■ Instructions for the task: The entries below hold a line with "Provide one point per instance of the blurred background, each" and a line with "Provide one point per instance of the paper". Return those lines and all that lie between them, exactly and only.

Referring expression data:
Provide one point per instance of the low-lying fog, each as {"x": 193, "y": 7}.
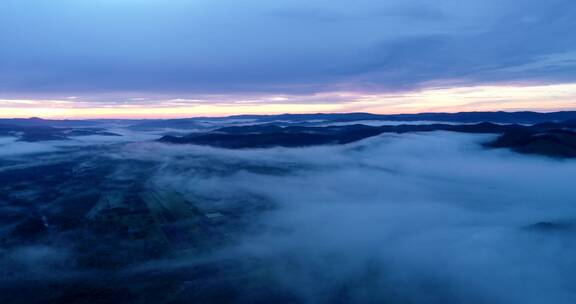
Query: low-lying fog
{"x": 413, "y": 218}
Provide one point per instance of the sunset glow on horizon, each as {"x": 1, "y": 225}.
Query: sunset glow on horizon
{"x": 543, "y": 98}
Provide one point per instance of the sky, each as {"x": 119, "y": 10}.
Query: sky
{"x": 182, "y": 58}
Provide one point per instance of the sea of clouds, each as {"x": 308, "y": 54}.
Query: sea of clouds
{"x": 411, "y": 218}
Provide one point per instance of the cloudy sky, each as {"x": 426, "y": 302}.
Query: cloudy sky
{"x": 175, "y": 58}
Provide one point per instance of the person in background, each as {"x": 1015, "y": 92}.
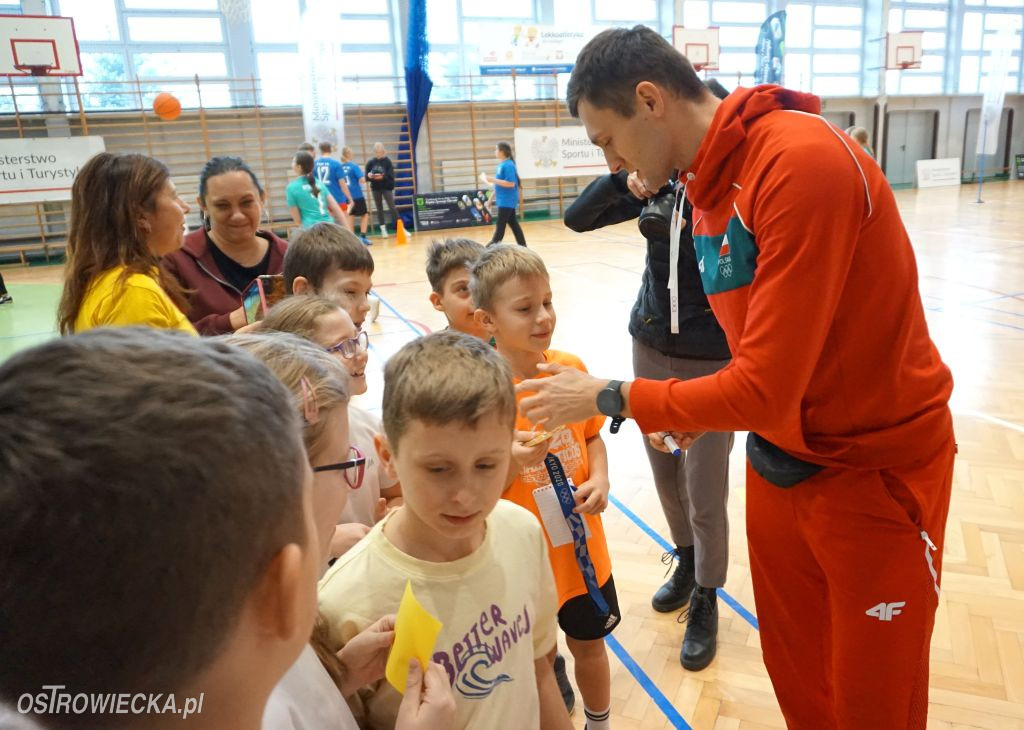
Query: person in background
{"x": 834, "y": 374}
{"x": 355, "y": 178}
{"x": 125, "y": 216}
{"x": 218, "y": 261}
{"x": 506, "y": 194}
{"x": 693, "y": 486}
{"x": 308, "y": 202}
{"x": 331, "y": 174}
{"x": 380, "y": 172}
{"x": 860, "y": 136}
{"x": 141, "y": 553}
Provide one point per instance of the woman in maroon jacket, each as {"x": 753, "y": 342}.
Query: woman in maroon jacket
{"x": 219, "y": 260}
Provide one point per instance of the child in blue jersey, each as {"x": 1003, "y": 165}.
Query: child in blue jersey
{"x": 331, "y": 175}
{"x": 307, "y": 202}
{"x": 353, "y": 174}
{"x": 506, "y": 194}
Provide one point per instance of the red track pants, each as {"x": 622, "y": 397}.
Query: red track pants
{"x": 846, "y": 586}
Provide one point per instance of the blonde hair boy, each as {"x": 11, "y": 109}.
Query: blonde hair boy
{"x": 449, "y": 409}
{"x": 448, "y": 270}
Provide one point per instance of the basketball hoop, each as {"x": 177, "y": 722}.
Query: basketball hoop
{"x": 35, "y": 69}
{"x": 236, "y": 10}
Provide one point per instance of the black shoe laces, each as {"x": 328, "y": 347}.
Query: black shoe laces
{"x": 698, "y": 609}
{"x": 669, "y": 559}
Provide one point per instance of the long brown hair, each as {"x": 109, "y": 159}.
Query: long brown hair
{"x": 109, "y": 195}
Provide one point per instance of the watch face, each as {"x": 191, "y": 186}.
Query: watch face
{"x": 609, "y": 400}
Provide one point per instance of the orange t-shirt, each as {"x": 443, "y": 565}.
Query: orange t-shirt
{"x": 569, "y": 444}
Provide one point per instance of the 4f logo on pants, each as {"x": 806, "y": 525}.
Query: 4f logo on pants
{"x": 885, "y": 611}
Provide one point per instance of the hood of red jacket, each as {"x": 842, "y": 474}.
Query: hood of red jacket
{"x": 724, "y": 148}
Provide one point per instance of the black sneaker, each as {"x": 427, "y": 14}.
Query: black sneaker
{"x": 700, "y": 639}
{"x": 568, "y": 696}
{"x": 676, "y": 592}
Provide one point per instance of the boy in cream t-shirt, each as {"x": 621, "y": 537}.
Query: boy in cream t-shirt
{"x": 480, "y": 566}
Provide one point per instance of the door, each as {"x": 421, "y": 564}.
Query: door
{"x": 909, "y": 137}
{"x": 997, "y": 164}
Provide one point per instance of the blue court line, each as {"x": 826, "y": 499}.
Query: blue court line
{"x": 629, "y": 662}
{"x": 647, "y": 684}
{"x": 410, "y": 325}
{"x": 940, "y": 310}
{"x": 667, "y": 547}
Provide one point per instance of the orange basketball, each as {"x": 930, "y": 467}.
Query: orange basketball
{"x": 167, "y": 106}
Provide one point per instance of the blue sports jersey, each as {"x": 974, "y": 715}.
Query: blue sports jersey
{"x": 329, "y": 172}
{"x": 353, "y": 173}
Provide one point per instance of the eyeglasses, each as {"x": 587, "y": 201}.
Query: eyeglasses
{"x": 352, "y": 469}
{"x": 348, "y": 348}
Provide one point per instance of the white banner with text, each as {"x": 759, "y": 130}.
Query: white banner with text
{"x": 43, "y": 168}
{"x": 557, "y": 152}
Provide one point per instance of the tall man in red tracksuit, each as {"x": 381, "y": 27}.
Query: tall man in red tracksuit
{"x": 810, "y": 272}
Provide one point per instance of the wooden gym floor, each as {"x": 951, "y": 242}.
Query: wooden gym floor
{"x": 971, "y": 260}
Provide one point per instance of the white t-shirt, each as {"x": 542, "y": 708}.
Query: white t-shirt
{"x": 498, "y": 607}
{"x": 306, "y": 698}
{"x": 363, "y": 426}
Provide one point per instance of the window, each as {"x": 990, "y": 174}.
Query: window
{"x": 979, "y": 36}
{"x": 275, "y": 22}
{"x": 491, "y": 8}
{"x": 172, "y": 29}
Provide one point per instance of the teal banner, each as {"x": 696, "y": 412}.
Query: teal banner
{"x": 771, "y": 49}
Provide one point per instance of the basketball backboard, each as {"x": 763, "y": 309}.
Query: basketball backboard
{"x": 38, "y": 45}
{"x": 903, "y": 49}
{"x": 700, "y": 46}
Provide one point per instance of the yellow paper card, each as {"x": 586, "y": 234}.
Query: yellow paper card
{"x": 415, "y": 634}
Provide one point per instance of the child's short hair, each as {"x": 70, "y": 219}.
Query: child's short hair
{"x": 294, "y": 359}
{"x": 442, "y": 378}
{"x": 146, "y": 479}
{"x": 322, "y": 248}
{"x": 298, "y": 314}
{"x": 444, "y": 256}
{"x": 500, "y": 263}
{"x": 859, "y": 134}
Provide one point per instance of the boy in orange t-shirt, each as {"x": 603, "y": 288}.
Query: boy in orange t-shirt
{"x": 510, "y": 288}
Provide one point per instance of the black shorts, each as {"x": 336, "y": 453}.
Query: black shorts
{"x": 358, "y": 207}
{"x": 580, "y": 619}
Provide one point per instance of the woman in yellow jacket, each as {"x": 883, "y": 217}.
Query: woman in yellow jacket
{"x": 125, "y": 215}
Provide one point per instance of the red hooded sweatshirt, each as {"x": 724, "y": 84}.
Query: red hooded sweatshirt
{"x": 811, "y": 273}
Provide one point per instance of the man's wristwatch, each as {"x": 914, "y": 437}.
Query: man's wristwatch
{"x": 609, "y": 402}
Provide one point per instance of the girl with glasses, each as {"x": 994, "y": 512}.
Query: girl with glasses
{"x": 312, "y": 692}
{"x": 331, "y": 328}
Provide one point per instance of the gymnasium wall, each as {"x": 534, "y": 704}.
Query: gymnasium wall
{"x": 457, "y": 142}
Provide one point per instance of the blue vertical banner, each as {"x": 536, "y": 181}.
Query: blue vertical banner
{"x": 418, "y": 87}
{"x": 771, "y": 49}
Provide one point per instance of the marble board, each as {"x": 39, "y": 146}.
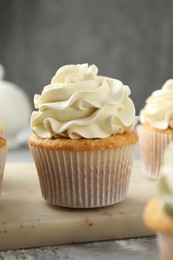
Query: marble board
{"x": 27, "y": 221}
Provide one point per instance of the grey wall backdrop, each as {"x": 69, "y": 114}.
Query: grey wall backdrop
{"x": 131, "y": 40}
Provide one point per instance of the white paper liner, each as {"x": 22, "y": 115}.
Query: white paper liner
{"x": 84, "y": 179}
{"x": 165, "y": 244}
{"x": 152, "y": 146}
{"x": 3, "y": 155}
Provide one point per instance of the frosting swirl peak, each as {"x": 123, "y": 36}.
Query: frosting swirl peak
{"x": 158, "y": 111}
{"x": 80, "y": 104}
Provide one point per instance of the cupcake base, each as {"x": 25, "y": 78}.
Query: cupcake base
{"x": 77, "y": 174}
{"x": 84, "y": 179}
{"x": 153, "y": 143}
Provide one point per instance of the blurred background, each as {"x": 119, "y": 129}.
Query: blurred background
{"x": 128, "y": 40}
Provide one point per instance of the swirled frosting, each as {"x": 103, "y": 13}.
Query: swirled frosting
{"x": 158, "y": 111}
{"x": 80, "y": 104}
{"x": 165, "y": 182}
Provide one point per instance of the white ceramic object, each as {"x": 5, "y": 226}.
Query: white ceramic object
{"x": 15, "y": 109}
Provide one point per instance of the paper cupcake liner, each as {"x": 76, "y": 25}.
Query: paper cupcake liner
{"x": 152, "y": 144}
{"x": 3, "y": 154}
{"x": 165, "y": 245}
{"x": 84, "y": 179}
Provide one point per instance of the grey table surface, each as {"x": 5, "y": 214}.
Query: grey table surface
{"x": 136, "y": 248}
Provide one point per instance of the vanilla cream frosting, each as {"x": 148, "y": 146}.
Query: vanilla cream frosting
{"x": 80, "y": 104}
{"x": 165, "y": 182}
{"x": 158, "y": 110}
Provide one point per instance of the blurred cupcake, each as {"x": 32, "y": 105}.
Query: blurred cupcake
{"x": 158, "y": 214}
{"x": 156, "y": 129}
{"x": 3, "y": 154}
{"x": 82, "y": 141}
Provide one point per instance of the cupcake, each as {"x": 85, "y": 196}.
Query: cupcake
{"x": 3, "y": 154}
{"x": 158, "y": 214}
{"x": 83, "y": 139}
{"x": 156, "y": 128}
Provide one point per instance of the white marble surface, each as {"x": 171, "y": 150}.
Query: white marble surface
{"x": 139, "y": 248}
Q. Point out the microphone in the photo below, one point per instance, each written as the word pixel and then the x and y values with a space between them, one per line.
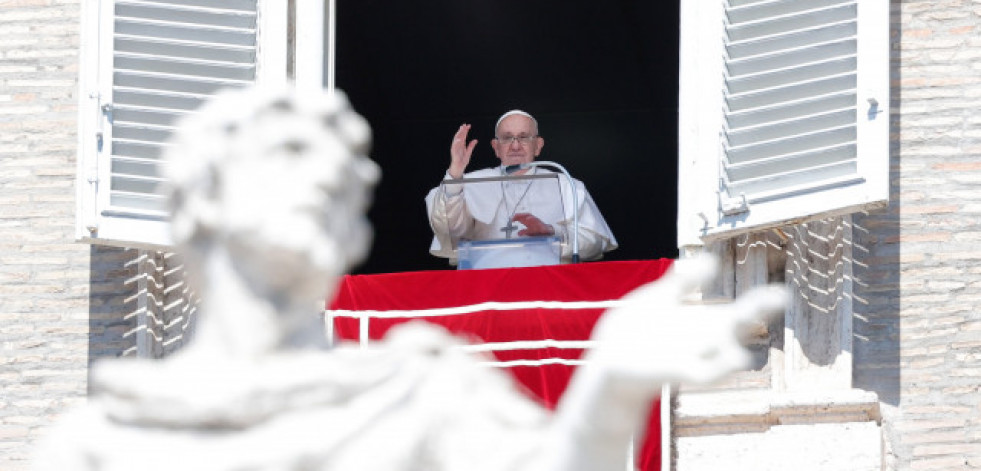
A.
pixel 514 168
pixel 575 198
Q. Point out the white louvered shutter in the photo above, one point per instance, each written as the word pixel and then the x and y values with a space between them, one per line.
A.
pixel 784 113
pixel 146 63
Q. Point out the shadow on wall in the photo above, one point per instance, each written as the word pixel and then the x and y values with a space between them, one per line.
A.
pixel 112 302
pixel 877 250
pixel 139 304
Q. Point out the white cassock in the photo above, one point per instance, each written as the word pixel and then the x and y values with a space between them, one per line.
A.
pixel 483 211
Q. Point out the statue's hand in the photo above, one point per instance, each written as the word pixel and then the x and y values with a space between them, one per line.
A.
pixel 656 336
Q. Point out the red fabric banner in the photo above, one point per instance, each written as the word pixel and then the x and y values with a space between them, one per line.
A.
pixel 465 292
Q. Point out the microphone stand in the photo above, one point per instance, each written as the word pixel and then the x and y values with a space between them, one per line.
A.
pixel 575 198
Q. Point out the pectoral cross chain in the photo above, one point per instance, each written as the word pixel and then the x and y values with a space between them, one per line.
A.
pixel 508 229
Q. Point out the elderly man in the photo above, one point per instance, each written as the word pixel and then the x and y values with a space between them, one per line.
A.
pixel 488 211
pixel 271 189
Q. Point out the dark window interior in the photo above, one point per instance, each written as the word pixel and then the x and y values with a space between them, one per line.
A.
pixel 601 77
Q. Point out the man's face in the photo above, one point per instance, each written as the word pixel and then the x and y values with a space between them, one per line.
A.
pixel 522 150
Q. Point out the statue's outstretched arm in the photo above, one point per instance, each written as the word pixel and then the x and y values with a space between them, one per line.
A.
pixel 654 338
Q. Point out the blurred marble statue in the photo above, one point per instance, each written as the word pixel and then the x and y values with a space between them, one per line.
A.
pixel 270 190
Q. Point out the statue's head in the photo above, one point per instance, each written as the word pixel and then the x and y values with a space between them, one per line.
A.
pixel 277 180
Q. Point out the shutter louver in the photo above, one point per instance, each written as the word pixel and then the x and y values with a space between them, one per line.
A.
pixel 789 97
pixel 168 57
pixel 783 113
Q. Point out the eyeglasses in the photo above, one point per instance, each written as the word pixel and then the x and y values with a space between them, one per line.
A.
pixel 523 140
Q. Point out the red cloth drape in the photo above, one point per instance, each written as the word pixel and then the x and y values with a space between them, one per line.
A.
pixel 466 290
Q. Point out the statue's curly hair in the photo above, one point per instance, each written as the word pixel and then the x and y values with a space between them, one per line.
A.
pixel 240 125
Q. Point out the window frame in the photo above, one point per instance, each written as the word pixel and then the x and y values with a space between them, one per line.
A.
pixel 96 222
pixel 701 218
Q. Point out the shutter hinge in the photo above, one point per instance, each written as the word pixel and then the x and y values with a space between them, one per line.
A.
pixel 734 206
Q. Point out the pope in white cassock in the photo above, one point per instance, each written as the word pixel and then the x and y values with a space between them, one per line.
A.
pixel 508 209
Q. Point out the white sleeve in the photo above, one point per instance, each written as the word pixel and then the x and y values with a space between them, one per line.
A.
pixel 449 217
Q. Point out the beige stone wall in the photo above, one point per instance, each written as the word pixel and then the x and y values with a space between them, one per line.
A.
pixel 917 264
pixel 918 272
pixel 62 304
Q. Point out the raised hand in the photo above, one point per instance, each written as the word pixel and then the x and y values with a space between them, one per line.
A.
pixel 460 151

■ Answer to the exercise:
Provide one point per instance of the blurred background, each as {"x": 119, "y": 129}.
Query: blurred background
{"x": 128, "y": 40}
Provide one point per instance of the swirled frosting, each as {"x": 103, "y": 13}.
Query: swirled frosting
{"x": 158, "y": 111}
{"x": 80, "y": 104}
{"x": 165, "y": 182}
Provide one point per instance of the white ceramic object, each as {"x": 5, "y": 226}.
Query: white ceramic object
{"x": 15, "y": 109}
Provide one point per instance of the paper cupcake liner, each as {"x": 76, "y": 25}.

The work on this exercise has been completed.